§ **Excerpted text**:
____

When modern medical practitioners in India try to laugh away ayurveda treatment system, here is a Greek physician who integrates both systems in his practice at his clinic in Athens.
In the city as part of the Global Ayurveda Festival, Dr. N.G. Kostopoulos, greets his ayurveda mentor with Hari Om when a phone call comes in just as he prepares to speak to The Hindu.
It was his chance meeting with ayurveda physician Ashwin Barot, a clinical specialist and researcher practising at the Harley Street in London, which made Dr. Kostopoulos take up the study of ayurveda treatment system and then integrate it with the modern medicine that he was practising.
He went to Manchester for research in asthma in 1989 after completing medicine in 1984. In 1990, he gave up his research in modern medicine and turned to ayurveda.
“It was easy for me to study ayurveda as I had studied Sanskrit when I was about 17 or 18 years old . I was drawn to the language while studying ancient Greek. So many words in Greek have come from Sanskrit.” After studying and taking up some research work in ayurveda, he shifted his practice to Athens in 1999.

____

§ **Information shown**:
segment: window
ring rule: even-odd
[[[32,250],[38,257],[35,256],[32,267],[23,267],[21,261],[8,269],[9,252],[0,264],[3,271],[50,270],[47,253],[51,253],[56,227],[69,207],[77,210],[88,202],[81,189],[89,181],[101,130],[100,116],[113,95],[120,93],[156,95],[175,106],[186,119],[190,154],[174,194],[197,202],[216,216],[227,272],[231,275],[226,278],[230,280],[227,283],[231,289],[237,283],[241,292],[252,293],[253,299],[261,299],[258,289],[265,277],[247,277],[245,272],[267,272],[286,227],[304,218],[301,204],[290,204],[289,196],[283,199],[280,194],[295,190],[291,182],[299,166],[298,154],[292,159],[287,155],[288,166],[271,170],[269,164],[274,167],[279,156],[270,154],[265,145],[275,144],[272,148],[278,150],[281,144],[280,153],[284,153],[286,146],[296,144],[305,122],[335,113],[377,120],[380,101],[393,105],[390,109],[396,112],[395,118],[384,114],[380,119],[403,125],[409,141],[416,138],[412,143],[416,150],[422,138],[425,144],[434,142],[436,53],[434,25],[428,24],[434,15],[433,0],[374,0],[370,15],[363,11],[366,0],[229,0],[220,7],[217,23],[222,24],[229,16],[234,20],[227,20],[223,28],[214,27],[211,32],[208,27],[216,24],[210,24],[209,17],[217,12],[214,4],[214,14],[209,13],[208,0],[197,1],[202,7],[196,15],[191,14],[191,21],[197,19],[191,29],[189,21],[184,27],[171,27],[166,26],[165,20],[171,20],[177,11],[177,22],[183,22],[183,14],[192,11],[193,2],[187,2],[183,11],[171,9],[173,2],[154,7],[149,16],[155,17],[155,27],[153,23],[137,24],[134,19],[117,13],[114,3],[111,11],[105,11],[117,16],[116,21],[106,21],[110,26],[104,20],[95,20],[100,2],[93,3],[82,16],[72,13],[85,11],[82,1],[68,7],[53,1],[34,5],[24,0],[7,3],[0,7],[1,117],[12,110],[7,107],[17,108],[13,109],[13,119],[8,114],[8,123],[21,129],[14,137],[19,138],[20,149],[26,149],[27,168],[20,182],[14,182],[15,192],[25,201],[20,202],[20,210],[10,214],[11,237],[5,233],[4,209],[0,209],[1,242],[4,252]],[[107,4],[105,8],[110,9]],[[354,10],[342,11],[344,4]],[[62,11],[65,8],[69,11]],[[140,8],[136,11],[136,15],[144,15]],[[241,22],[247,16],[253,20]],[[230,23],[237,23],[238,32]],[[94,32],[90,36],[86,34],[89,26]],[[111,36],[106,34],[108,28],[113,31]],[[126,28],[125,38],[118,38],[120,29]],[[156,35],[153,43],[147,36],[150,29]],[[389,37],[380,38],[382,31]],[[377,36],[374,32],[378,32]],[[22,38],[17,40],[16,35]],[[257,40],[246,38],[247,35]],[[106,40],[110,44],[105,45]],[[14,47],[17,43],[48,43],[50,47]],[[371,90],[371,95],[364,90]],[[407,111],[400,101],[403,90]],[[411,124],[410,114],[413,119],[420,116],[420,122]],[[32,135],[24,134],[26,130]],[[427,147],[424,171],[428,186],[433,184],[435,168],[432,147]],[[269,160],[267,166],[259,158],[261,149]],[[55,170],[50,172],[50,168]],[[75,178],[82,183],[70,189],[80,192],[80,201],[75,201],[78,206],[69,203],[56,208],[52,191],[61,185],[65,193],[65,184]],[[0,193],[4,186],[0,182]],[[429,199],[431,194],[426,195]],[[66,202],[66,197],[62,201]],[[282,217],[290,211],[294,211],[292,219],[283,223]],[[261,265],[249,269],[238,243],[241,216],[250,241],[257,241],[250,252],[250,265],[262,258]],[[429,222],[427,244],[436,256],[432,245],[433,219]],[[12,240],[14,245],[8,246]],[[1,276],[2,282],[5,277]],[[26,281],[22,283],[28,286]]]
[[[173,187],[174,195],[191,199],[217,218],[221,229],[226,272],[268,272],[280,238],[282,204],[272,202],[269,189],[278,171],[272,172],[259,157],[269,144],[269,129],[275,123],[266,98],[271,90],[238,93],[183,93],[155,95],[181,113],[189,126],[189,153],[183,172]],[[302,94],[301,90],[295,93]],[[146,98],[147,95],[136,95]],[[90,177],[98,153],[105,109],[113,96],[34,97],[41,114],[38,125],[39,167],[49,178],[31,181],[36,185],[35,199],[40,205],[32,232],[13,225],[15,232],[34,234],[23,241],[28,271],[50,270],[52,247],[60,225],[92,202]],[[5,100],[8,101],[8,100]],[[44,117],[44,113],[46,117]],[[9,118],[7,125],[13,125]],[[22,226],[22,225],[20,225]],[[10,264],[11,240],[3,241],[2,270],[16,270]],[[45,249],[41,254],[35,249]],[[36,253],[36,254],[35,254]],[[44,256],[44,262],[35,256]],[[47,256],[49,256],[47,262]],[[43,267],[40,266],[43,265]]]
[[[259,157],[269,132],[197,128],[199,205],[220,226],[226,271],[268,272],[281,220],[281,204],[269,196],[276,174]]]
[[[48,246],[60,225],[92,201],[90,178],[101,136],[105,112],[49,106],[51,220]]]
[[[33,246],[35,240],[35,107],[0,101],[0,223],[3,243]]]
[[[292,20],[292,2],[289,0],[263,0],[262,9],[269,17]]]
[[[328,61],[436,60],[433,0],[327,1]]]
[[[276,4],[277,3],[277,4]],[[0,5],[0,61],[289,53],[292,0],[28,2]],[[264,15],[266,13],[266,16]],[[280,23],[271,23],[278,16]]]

____

§ **Exercises to complete**:
**1)** Answer from the article on the Greek physician who practices ayurveda:
(a) Where does Ashwin Barot practice?
(b) In what year did Dr. Kostopoulos give up his research in modern medicine and turn to ayurveda?
(c) At about what age did he study Sanskrit?
**2)** Continue the article on the Greek physician who practices ayurveda, picking up after its last sentence.

§ **Results for each task**:
**1)**
(a) At Harley Street in London.
(b) 1990.
(c) About 17 or 18 years old.

**2)**
He gets patients from all over Europe as many in the region have started looking up to ayurveda as a panacea, said Dr. Kostopoulos. “The Europeans could as well come to India where ayurveda is part of life here, but the patient needs to be confident about getting proper treatment,” he said.
Integration of the two systems was likely to build that confidence, he said. A patient coming with problems of hypertension and high cholesterol is provided an exposure to ayurveda system too as he introduces them to ahara, vihara and aushadi along with yoga and meditation step by step. There was a lot of similarity in the ancient Greek medicine and ayurveda, he said.